→ **Problem**
Copy out the passage from the essay on ending inaction that opens with the words containing "The Boys of Dungeon Lane was" and closes with "to get out.", reproducing it word for word.

I am sick and tired of inaction. I am calling myself out. I have a well-tested talent for creating delicious food, and I stop short of the starting line. How many years will I allow this to slide by? I really cannot do it anymore. So I have questions, observations, and projections.
I say, no more! Playing it safe does not pay the bills and is not fair to my desire to make something of this. Yeah, there are hoops to jump through. Anything worthwhile is like that. Insurance and permits, fees, and, of course, the biggest of them all, food safety. Yes, I am willing to do everything.
The Boys of Dungeon Lane was released yesterday. It is Paul McCartney's 27th album release since the Beatles ended. This man has played the notes of my soul every decade of my life. Just like learning from a family of 8 hiking the Appalachian Trail, or a Mom with 15 bio kids doing the same, Paul's determination, knowing that he still has more to do, is incredibly inspiring.
I am by no means Paul McCartney. No one is but him. But that was never his desire. People like Paul, his genius brothers John, George, and Ringo, all in their own right, had and have a deep desire to find everything inside and have loved seeing what others have within them, screaming to get out.
We all have something. This world programs us to dampen it, to control the flames. It does it in subtle ways. John Lennon touched on it in "Working Class Hero". I recall first hearing it. It was one of the biggest steps to finding out who I was. I started looking beneath the surface. I wrote The Concept of Me II. It was simple, revolutionary, and crude. I planted my flag in the middle of the town square and challenged everything around me. I was born an artist. I still had so much to learn, but at least I was on my way.
I have always loved Leonard Cohen's Dear Heather. I feel that the first track of the Boys of Dungeon Lane, As You Lie There, is the continuation of that story hours or maybe a day later. I love that. Incredible artists, picking up the narrative. Writers who occupied the same space in time, yet did they ever meet? The internet says, perhaps casually. Light mentions of respect for the other's work over the years, but no documented interviews to that effect. That is ok, because what I am talking about is so much bigger. Maybe I am the conduit, because when an artist speaks to so many, the narrative fires on different connections.
While I love how these compositions make me feel, I am not missing the point. Yes, even you, Ben Crawford. I don't aspire to be any of you. I want to see what I've got. Instead of squelching everything, I want to tear it up and see what is there.
I am choosing to stop the propaganda. That little evil voice that whispers in our ears. You can't cook. You can't make your own laundry soap, and you can't make your own bread. You can't make your own yogurt. You can't make your own marinades and sauces, takeout, soda, beer, spices, furikake, cleaning supplies, bar soap, shampoo... We didn't start the fire! The post-World War Two industrial disease made this mess. Guess what? Homey don't play that.
Over and Over. Over and Over. Right now is the hour. It is as if my whole life was drilling me without me understanding that I was putting the wax on, taking the wax off, painting the fence, jacket on, and jacket off.
The narrative: As You Lie There, does ask the question; "As you lie across your bed, am I there inside your head?" Yes. A simple yes. It is something I always think about, but never do enough about, as I lie there. And you know what? I am tired of that.

→ **Given data**
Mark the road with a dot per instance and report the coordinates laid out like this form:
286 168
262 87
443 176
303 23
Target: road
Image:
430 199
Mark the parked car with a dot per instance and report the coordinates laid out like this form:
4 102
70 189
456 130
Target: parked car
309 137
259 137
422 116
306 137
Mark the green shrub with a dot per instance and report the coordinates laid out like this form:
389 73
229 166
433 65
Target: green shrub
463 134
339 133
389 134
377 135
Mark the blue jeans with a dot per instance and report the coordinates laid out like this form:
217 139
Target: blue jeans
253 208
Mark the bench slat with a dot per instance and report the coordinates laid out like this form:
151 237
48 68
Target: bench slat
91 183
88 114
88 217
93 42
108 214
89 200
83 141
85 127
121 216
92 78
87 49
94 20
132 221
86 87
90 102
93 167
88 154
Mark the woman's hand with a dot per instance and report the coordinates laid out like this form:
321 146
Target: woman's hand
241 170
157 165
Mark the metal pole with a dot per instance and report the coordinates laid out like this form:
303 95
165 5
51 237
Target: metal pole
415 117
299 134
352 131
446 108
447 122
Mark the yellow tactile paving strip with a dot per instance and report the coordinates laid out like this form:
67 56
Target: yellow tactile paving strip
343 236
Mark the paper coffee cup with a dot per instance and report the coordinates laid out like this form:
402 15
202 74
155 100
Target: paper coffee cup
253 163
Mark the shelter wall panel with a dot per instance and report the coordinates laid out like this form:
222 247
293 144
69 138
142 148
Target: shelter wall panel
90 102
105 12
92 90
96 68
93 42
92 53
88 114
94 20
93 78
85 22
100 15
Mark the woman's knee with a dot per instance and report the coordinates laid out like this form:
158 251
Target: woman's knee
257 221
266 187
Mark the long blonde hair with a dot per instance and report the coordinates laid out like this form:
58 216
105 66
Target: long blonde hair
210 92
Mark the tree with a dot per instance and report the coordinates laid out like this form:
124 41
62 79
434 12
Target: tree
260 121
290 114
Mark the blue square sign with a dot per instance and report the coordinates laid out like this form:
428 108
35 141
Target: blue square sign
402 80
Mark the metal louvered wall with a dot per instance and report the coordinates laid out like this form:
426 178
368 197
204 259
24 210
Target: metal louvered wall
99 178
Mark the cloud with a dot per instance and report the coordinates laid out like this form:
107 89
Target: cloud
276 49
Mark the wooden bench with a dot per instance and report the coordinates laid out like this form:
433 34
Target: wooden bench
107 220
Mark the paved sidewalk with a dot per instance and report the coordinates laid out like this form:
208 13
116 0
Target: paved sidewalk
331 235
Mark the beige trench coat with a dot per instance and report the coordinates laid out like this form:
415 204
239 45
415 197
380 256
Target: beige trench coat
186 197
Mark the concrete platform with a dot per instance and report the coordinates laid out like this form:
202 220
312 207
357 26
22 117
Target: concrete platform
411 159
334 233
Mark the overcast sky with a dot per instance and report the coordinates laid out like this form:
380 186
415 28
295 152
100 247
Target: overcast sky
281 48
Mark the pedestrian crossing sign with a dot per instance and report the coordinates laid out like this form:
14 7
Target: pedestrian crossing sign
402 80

→ **Expected answer**
The Boys of Dungeon Lane was released yesterday. It is Paul McCartney's 27th album release since the Beatles ended. This man has played the notes of my soul every decade of my life. Just like learning from a family of 8 hiking the Appalachian Trail, or a Mom with 15 bio kids doing the same, Paul's determination, knowing that he still has more to do, is incredibly inspiring.
I am by no means Paul McCartney. No one is but him. But that was never his desire. People like Paul, his genius brothers John, George, and Ringo, all in their own right, had and have a deep desire to find everything inside and have loved seeing what others have within them, screaming to get out.